* _READING PASSAGE_
-*-
Open-ended generation is difficult to evaluate directly, while closed-form verification is comparatively easier. MCQ answers are either correct or incorrect, producing a clearer reward signal than subjective scoring. The tradeoff is that the reward covers only what the question set asks about. Visual information not represented by the questions does not naturally enter the optimization objective.

Separating the caption-generating LVLM from the question-answering text LLM forces the evaluator to extract evidence from the caption. Visually irrelevant rhetoric has little direct value, and the reward becomes closer to a test of whether image information was actually written down.

7.2 From Caption Rewards to Functional Verification

CapRL’s idea can be summarized as follows: when direct quality evaluation is difficult, define the quality of an upstream artifact through its performance on a downstream task.

Task Analogous Application
Document summarization A good summary should support answering questions about the source document
Knowledge graph construction A good knowledge graph should support multi-hop reasoning queries
Code documentation generation Good documentation should help developers use an API correctly
Data annotation Good annotations should support accurate downstream predictions

This approach suits tasks where the generated artifact is difficult to score directly but can be validated through functional tests. Its risk is equally clear: once the proxy task drifts from the original task, reward hacking remains possible. The attack surface simply moves from the judge’s style preferences to the distribution of the question set.
-*-
* _INFORMATION GIVEN_
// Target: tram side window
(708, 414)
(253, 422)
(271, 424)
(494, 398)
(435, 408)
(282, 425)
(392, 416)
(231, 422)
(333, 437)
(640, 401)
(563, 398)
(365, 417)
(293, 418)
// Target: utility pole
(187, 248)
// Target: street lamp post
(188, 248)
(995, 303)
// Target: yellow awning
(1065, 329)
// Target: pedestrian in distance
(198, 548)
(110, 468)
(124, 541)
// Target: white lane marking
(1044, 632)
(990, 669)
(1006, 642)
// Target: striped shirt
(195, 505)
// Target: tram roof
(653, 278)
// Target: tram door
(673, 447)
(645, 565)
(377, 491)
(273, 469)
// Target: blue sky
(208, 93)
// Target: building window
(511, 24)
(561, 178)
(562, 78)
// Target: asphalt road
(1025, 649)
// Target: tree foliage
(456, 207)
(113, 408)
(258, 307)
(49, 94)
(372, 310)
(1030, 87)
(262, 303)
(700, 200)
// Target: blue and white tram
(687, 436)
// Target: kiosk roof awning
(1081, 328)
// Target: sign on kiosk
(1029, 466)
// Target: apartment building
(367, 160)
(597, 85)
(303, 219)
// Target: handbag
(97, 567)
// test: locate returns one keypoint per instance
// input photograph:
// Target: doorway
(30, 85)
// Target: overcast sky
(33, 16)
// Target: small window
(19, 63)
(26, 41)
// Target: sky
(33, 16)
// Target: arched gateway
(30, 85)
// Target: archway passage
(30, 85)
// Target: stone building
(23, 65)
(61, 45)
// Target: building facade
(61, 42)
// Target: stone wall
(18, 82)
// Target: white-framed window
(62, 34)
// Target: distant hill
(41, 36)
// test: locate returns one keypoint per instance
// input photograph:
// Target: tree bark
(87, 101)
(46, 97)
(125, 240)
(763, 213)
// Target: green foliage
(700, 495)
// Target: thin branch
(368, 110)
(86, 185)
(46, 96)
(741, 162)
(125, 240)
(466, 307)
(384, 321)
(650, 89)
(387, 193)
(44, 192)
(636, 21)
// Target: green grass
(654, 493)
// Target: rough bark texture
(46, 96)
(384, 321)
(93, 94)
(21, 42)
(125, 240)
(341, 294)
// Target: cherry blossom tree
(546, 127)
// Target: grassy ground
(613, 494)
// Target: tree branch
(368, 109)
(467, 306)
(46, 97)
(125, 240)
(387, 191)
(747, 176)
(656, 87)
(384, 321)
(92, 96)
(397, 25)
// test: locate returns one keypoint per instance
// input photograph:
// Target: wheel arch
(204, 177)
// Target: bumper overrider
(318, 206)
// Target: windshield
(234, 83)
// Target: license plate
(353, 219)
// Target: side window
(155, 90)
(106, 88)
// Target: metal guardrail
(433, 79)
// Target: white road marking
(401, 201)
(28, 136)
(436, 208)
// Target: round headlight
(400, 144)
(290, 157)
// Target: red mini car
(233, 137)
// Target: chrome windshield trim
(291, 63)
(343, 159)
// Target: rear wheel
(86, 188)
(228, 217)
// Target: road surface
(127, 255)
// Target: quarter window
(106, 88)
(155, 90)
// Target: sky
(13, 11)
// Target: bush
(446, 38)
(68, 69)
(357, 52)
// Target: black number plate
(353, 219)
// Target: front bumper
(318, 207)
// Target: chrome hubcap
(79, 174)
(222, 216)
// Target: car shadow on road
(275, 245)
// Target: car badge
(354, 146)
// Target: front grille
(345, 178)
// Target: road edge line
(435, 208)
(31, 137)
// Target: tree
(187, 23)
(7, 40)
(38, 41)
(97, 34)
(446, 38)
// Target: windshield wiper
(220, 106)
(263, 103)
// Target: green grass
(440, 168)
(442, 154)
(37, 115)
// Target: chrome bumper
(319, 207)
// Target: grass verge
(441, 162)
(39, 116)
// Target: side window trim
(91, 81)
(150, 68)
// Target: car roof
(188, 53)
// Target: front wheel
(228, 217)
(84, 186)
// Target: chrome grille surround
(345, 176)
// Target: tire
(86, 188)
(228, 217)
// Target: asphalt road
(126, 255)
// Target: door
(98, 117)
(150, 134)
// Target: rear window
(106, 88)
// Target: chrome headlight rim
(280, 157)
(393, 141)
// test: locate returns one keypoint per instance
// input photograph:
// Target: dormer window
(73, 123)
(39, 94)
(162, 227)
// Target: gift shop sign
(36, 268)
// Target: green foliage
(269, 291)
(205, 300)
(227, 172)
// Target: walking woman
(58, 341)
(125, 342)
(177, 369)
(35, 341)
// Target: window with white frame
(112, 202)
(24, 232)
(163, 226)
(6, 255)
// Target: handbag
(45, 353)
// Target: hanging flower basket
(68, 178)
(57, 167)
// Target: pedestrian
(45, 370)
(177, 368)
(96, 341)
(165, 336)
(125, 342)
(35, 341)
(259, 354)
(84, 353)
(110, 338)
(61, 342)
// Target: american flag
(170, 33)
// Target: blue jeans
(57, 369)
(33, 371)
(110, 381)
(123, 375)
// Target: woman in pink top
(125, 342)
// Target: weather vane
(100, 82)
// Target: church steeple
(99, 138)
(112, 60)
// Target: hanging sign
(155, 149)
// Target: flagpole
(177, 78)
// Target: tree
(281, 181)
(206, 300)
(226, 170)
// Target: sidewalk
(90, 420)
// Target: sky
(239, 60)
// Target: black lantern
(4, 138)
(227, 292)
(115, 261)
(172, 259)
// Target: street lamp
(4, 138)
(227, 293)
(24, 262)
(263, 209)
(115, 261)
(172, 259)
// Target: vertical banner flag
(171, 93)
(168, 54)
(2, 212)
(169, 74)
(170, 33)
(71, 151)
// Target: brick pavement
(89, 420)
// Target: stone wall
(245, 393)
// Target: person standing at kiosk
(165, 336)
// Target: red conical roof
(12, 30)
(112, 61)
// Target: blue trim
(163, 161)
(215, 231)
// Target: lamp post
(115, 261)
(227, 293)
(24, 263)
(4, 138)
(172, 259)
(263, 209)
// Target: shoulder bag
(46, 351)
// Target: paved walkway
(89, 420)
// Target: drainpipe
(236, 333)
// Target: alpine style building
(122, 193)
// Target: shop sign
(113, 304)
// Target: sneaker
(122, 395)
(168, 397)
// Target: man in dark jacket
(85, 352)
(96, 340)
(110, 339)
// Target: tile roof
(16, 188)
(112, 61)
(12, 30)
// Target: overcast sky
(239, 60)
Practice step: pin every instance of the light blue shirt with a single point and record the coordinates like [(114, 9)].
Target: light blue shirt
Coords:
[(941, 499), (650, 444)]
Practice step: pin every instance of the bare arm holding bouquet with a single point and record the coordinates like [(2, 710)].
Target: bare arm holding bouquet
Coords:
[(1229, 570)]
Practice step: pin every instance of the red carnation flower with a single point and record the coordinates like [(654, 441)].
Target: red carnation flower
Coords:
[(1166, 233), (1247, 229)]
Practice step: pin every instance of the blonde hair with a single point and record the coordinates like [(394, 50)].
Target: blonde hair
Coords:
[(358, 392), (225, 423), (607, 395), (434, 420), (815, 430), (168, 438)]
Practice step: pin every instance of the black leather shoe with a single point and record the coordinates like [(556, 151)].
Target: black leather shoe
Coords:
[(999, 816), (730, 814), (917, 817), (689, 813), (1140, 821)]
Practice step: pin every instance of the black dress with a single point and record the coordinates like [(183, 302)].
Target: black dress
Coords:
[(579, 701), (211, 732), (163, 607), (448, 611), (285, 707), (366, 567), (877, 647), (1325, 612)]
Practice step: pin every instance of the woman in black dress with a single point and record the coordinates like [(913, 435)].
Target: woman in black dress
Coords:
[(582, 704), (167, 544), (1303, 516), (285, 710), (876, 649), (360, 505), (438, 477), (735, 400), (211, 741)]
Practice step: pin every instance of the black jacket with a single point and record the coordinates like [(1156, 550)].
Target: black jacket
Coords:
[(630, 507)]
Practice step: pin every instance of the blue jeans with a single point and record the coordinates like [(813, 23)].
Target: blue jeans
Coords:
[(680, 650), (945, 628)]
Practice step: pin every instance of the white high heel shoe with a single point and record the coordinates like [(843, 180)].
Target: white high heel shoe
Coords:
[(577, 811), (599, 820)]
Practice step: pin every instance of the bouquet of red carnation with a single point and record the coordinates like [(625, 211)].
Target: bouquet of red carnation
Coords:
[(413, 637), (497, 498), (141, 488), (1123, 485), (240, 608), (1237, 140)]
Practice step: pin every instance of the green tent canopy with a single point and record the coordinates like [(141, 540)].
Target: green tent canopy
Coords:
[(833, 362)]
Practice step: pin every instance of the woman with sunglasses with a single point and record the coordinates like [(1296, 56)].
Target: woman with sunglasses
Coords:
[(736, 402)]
-*-
Decide whether each statement agrees with the text on caption rewards above, answering yes or no and quoting the deciding words: 1. Multiple-choice answers give a clearer reward signal than subjective scoring. 2. Visual information that the questions do not cover still enters the optimization objective. 3. Using a proxy task rules out reward hacking.

* _RESPONSE AREA_
1. Yes: "MCQ answers are either correct or incorrect, producing a clearer reward signal than subjective scoring."
2. No: "Visual information not represented by the questions does not naturally enter the optimization objective."
3. No: "once the proxy task drifts from the original task, reward hacking remains possible."